Requirements: Convert all the data below into a JSON list of strings, with one string for each line and any blank lines left out.

Raw data:
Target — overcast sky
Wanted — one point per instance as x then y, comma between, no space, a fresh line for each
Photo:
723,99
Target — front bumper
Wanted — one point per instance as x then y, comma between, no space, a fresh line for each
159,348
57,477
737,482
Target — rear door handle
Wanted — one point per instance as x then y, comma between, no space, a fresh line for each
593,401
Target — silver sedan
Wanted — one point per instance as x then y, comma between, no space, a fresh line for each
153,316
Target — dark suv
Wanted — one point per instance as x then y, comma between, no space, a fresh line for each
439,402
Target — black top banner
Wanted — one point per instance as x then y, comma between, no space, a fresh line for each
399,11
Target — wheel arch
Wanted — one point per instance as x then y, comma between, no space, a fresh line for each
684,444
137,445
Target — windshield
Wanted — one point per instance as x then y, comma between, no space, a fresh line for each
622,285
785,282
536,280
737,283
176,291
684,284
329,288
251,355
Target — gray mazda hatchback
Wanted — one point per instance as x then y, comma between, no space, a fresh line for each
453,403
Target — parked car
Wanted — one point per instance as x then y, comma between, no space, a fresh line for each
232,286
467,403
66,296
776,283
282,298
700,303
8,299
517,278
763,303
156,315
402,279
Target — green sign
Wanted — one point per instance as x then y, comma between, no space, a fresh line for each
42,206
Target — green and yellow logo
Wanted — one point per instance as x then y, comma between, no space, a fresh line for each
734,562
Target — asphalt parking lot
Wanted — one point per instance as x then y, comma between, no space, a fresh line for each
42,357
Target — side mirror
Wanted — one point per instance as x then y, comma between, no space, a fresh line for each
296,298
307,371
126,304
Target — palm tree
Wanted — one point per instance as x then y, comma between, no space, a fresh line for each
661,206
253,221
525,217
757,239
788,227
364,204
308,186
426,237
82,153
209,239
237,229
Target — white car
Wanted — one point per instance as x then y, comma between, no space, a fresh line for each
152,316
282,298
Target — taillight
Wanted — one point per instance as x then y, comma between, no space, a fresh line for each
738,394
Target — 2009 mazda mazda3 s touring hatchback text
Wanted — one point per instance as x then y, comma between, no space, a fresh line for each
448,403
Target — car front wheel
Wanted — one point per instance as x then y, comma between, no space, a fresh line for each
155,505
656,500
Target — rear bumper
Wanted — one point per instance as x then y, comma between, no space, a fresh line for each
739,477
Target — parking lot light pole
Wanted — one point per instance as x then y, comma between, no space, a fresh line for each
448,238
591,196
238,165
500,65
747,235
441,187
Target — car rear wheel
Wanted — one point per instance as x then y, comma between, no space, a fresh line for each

Written solution:
[
  "Target — overcast sky",
  "Wanted — one point per instance as x then y, comma between, no space, a fresh line for each",
  "Photo:",
  "723,99",
  "Target — front bumper",
  "Wanted — one point per instance as x then y, comma between, no space, a fresh line for each",
  "159,348",
  "57,477",
  "737,482",
  "Target — rear door handle",
  "Wanted — one point per instance as x then y, comma between, no space, a fresh line for each",
  "593,401",
  "Target — silver sedan",
  "Wanted — one point per instance as x then y, comma between, no space, a fresh line for each",
  "153,316",
  "Target — dark suv",
  "Wanted — one point per instance as x then y, comma between, no space, a fresh line for each",
  "439,402",
  "Target — black top banner",
  "Wanted — one point per instance as x then y, comma between, no space, a fresh line for each",
  "399,11",
  "Target — wheel arch",
  "Wanted — one point per instance as x then y, comma between, no space, a fresh line for each",
  "684,444",
  "137,445",
  "Target — windshield",
  "Wanted — one point per instance as x then y, comma between, no space, a fresh line for each",
  "622,285",
  "785,282",
  "536,280",
  "737,283",
  "176,291",
  "684,284",
  "329,288",
  "251,355",
  "Target — gray mazda hatchback",
  "Wanted — one point per instance as x then y, comma between, no space, a fresh line for each",
  "453,403",
  "Target — parked car",
  "Wanted — one point per instance as x then y, comma between, no space, a fresh line for each",
  "232,286",
  "467,403",
  "66,296",
  "776,283",
  "282,298",
  "700,303",
  "8,299",
  "517,278",
  "763,303",
  "156,315",
  "402,279",
  "Target — green sign",
  "Wanted — one point per instance as x then y, comma between, no space, a fresh line for each",
  "42,206",
  "Target — green and yellow logo",
  "Wanted — one point per instance as x then y, comma between, no space, a fresh line for each",
  "734,562",
  "Target — asphalt parking lot",
  "Wanted — one point per instance as x then y, comma between, no space, a fresh line for each",
  "42,357",
  "Target — side mirror",
  "Wanted — one point per instance as x then y, comma between, no space, a fresh line for each",
  "296,298",
  "307,371",
  "126,304",
  "Target — palm tree",
  "Wanted — one point per instance as x then y, comma between, no space, a fresh line for each",
  "661,206",
  "253,221",
  "525,217",
  "757,239",
  "788,227",
  "364,204",
  "308,186",
  "426,237",
  "82,153",
  "209,239",
  "237,229",
  "Target — white car",
  "Wanted — one point per instance as x then y, comma between, no space, a fresh line for each",
  "152,316",
  "282,298",
  "Target — taillight",
  "Wanted — one point per instance as x then y, comma between, no space, a fresh line for each",
  "738,394",
  "Target — 2009 mazda mazda3 s touring hatchback text",
  "Wanted — one point per instance as x then y, comma between, no space, a fresh line for each",
  "448,403",
  "Target — car front wheel",
  "Wanted — one point per instance as x then y, comma between, no space, a fresh line for each",
  "155,505",
  "656,500",
  "Target — rear bumper",
  "Wanted — one point per instance as x then y, comma between, no space, a fresh line for each",
  "739,477",
  "Target — parking lot light pole",
  "Wanted — one point per instance as x then y, comma between, no space, a fresh line for each",
  "448,238",
  "591,196",
  "238,165",
  "500,65",
  "747,235",
  "441,187",
  "Target — car rear wheel",
  "Wanted — one point per instance as x then y, comma between, no space, a fresh line for each"
]